[start of ENTRIES PROVIDED]

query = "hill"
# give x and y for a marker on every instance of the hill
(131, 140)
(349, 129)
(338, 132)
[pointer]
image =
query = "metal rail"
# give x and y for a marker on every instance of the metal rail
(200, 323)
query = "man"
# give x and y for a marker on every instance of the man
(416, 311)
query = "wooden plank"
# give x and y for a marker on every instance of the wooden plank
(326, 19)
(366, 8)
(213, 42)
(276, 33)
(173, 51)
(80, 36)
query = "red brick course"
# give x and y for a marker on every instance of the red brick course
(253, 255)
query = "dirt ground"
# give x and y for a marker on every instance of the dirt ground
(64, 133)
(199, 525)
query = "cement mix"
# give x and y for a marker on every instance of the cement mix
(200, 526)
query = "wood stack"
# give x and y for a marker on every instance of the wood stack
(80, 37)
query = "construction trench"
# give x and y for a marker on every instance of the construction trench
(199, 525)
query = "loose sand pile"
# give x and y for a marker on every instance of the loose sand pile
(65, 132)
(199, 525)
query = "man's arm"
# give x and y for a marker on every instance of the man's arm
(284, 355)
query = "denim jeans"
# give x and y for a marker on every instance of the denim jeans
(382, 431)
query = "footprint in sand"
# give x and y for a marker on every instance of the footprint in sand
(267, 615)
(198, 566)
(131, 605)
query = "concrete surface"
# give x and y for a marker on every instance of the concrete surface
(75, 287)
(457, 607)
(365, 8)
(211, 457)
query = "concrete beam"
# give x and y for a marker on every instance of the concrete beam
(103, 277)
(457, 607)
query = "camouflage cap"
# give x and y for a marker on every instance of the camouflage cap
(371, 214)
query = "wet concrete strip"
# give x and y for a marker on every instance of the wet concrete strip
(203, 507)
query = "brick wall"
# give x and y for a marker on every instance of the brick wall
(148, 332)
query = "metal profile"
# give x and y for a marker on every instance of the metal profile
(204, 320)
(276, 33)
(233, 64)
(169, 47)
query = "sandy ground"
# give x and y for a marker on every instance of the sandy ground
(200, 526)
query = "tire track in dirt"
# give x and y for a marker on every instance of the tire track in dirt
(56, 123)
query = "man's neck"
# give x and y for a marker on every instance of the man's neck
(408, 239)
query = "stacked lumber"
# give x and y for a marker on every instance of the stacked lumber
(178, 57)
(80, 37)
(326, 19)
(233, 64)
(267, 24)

[end of ENTRIES PROVIDED]

◆ **STATED TASK**:
Print the whole listing exactly as it is.

◆ **REPLY TO THE EXERCISE**:
query = "hill"
# give x and y for a marker on every instance of the hill
(131, 140)
(349, 129)
(338, 132)
[pointer]
image =
query = "metal rail"
# give x and y for a marker on every instance of the metal rail
(200, 323)
query = "man"
# give x and y for a marker on every instance of the man
(416, 311)
query = "wooden plank"
# give x and y for a marker on every instance of the wooden plank
(326, 19)
(366, 8)
(213, 42)
(276, 33)
(173, 51)
(80, 36)
query = "red brick course"
# give x and y for a marker on every instance of the red brick course
(253, 255)
query = "dirt ground"
# give x and y for a marker on every instance of the dirt ground
(64, 133)
(199, 525)
query = "cement mix"
# give x and y for a marker on every instance of the cement mix
(200, 526)
query = "wood stack"
# give x and y for a marker on every instance of the wood stack
(80, 37)
query = "construction trench"
# give x and y for a marker on every instance of the construction trench
(199, 525)
query = "loose sand pile"
# give x and y for a marker on every instance of the loose sand pile
(65, 132)
(199, 525)
query = "man's arm"
# give x and y for a marker on every instance of the man's arm
(284, 355)
query = "denim jeans"
# give x and y for a marker on every instance of the denim jeans
(382, 431)
query = "footprint in sand"
# give x and y for a marker on every instance of the footprint in sand
(267, 615)
(198, 566)
(131, 605)
query = "concrete surface"
# give x and y for a marker on every instance of the concrete surface
(75, 287)
(457, 607)
(365, 8)
(211, 457)
query = "concrete beam"
# give x and y for a marker on every instance of the concrete beam
(103, 277)
(457, 607)
query = "camouflage cap"
# give x and y for a marker on every instance of the camouflage cap
(371, 214)
query = "wet concrete strip"
# give x and y for a marker on every instance of the wet concrete strip
(203, 507)
query = "brick wall"
# give x and y for a marker on every instance of the brick wall
(148, 332)
query = "metal profile"
# give x and y for a marker on every instance of the metal profile
(204, 320)
(276, 33)
(233, 64)
(169, 47)
query = "sandy ground"
# give x and y for a marker on every instance of the sandy ground
(200, 526)
query = "tire track in dirt"
# give x and y for a marker on every instance of the tire track in dirt
(56, 123)
query = "man's neck"
# give x and y for a marker on every instance of the man's neck
(408, 239)
query = "stacked lumber"
# give x and y for a marker on every instance of the stacked lumber
(178, 57)
(80, 37)
(326, 19)
(233, 64)
(267, 24)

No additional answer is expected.